### Brief
Could you gather every line of the listing below that contains the word "people"?
--- Supplied material ---
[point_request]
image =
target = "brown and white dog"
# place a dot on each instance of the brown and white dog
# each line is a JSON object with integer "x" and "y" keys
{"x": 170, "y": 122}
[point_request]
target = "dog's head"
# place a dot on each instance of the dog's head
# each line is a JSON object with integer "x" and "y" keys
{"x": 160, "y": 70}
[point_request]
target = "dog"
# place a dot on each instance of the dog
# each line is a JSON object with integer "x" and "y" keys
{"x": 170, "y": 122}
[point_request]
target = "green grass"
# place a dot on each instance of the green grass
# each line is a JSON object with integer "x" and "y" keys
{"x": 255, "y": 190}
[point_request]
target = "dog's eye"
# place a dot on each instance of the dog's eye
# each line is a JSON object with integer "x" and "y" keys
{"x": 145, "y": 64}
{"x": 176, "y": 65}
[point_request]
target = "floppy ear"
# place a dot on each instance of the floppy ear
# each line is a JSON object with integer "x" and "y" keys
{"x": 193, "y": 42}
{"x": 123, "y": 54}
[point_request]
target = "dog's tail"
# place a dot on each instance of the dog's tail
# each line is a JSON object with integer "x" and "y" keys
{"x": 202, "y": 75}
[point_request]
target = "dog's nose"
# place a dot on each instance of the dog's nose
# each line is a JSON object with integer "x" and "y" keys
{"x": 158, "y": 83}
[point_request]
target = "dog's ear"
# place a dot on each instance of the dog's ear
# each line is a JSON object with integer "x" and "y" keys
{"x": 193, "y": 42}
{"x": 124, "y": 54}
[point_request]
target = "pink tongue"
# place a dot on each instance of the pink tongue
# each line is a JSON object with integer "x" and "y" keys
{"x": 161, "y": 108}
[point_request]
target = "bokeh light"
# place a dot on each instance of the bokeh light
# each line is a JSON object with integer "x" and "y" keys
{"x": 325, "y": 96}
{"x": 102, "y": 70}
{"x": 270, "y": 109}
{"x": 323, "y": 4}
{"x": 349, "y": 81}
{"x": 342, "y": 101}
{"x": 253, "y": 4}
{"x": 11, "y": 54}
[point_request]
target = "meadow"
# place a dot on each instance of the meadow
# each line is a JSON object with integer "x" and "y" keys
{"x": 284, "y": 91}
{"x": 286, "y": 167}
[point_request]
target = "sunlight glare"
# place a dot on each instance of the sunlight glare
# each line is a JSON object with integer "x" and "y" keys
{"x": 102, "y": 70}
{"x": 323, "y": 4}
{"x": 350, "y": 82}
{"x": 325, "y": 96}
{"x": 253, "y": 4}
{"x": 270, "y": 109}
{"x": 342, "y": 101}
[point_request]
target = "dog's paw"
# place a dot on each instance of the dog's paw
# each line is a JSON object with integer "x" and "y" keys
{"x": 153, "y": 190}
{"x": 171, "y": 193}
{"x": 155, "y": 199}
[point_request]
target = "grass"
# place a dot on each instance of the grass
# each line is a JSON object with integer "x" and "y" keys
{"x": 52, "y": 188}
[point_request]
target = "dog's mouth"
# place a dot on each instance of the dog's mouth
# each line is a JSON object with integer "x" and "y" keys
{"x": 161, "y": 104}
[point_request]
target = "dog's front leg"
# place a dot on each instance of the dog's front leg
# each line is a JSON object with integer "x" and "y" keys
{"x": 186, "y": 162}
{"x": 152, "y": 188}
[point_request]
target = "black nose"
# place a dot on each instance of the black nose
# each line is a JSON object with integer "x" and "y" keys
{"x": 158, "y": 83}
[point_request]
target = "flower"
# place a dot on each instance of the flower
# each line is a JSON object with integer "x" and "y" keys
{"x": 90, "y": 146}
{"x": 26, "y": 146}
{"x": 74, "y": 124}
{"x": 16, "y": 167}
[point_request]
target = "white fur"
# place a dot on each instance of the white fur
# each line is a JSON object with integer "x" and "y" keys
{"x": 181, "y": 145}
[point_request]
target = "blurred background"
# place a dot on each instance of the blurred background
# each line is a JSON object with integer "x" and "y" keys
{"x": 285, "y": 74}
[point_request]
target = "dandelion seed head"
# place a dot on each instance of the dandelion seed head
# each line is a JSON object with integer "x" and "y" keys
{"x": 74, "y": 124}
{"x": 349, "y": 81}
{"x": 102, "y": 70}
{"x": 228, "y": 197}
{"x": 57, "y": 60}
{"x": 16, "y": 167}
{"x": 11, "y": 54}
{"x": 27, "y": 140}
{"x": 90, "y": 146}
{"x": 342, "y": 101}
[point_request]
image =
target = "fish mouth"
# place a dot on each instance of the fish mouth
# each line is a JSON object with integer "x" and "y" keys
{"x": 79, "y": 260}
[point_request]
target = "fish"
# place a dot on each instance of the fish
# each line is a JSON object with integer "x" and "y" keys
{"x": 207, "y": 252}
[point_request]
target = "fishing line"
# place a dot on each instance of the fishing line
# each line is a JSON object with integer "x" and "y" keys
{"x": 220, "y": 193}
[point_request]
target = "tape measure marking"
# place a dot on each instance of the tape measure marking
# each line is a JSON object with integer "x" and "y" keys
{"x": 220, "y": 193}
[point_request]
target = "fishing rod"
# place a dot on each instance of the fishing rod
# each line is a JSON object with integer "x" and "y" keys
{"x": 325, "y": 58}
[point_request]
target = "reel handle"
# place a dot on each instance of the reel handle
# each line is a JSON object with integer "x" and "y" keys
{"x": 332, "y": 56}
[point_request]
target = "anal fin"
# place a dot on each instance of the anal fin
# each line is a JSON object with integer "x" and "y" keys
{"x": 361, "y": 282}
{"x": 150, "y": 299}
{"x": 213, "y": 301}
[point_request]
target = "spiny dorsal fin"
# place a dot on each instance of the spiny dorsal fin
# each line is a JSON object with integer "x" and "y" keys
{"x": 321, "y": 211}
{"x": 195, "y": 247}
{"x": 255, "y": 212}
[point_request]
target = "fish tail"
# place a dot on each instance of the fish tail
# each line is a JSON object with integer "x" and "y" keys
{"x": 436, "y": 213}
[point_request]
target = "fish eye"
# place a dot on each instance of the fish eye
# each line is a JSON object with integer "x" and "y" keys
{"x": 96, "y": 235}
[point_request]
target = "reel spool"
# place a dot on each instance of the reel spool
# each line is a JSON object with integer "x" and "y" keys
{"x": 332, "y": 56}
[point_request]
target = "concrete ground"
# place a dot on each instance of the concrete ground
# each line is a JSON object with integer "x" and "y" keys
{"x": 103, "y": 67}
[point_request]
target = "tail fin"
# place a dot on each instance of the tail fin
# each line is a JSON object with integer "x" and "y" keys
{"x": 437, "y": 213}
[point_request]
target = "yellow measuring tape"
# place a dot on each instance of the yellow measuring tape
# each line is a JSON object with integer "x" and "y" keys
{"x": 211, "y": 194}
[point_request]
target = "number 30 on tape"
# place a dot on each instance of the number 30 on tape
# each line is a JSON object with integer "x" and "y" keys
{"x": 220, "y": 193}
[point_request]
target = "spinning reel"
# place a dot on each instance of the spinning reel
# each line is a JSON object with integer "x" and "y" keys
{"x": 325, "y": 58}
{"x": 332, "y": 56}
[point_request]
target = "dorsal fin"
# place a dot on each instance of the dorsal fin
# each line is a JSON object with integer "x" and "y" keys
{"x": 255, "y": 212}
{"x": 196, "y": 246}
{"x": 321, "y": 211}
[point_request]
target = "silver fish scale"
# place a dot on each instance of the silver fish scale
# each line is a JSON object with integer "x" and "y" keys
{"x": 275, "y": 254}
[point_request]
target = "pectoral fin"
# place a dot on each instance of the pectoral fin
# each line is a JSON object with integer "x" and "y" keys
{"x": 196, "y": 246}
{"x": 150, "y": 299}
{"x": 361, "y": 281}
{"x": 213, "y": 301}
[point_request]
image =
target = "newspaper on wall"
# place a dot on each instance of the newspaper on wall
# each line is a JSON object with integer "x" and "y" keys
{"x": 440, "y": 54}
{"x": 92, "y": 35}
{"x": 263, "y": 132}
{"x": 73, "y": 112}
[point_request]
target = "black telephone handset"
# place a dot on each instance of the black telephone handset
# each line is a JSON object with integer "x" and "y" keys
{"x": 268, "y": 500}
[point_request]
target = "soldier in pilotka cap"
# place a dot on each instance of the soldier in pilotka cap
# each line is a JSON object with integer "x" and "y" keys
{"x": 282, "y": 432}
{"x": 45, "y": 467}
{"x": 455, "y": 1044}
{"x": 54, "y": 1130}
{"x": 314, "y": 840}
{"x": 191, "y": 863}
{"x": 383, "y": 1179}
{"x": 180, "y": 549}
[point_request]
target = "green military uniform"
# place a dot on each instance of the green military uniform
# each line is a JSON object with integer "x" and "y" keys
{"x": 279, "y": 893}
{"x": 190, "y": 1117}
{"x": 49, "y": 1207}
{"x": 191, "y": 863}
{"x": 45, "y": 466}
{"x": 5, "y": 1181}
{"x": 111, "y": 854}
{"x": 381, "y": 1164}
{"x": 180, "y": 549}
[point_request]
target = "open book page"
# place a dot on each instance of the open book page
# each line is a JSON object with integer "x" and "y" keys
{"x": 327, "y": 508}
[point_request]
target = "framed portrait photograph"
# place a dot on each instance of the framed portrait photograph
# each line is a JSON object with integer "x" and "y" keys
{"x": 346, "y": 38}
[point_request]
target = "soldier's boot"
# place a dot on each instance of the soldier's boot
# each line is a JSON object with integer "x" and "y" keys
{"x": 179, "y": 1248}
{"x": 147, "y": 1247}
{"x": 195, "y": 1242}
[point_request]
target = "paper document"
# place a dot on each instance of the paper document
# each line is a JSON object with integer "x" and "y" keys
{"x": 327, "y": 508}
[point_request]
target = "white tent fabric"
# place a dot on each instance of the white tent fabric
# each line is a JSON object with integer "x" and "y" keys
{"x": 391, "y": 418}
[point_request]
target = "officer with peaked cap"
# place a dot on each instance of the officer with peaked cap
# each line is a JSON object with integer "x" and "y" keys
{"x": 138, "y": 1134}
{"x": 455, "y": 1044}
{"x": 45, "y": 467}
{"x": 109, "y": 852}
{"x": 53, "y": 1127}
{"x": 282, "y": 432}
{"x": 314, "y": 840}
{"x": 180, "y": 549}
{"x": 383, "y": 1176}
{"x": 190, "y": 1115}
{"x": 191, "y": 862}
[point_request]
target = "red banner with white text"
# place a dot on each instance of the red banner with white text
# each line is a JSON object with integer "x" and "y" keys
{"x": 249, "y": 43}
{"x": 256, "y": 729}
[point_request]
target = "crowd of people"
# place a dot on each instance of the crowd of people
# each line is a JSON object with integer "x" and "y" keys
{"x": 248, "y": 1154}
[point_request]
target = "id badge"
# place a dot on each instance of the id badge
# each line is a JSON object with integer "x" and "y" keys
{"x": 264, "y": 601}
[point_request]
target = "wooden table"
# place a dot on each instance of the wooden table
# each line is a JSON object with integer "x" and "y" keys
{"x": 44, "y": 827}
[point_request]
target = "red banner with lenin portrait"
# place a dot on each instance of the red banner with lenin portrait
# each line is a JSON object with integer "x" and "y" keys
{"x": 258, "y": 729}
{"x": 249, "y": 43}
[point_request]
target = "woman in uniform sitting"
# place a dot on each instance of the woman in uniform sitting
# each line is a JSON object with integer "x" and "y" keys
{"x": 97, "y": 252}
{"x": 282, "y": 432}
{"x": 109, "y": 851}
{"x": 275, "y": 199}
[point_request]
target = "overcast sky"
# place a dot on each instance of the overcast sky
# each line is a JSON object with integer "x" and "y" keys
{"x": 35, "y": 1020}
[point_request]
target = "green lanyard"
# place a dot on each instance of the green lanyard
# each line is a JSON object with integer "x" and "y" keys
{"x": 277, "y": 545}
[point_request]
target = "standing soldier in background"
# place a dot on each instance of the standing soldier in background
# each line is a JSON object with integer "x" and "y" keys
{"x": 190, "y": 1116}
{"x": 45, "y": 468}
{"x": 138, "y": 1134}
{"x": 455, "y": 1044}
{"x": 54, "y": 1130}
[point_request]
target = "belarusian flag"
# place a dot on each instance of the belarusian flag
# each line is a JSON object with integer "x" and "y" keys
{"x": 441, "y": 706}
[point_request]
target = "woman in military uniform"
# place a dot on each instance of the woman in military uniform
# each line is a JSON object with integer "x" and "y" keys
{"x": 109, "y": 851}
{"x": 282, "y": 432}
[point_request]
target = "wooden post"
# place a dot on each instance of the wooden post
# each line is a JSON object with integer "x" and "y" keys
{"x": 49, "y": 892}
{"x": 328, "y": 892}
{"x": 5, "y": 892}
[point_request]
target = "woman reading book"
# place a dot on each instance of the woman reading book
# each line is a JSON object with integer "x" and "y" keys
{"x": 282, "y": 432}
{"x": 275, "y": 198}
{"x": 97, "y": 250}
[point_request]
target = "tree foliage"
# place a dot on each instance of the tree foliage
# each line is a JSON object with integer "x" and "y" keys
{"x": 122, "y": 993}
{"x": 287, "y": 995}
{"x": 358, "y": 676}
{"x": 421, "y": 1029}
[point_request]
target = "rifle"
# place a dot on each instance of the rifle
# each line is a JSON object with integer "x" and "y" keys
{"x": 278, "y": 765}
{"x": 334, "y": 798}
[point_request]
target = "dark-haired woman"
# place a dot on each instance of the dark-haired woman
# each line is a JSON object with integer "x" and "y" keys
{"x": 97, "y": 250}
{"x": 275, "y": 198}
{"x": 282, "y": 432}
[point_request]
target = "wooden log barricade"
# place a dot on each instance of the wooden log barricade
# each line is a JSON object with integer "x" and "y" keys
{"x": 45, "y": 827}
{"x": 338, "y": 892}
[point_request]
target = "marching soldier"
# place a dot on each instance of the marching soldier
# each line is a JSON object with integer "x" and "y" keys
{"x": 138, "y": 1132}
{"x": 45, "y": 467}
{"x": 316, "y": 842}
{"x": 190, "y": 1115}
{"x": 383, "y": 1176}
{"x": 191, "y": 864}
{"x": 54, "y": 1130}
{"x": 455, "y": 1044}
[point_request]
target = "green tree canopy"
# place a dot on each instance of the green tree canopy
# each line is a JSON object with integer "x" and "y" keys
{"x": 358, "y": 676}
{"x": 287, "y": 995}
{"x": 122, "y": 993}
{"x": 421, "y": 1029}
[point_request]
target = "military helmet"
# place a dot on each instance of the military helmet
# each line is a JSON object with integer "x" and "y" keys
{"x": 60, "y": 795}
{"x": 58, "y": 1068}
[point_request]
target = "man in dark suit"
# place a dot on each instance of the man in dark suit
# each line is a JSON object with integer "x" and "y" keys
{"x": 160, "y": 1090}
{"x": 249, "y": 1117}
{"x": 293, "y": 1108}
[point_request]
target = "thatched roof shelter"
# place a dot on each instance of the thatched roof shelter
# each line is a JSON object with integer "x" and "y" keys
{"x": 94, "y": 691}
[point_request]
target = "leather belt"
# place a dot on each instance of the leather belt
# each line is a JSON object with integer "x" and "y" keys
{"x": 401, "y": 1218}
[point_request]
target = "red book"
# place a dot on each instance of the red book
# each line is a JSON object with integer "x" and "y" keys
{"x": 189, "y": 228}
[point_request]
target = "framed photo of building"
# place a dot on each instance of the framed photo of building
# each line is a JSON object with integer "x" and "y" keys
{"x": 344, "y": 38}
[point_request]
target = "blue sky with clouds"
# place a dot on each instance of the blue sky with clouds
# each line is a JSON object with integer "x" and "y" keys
---
### Solved exercise
target = "crowd of people"
# place a dot on each instance of the crowd of people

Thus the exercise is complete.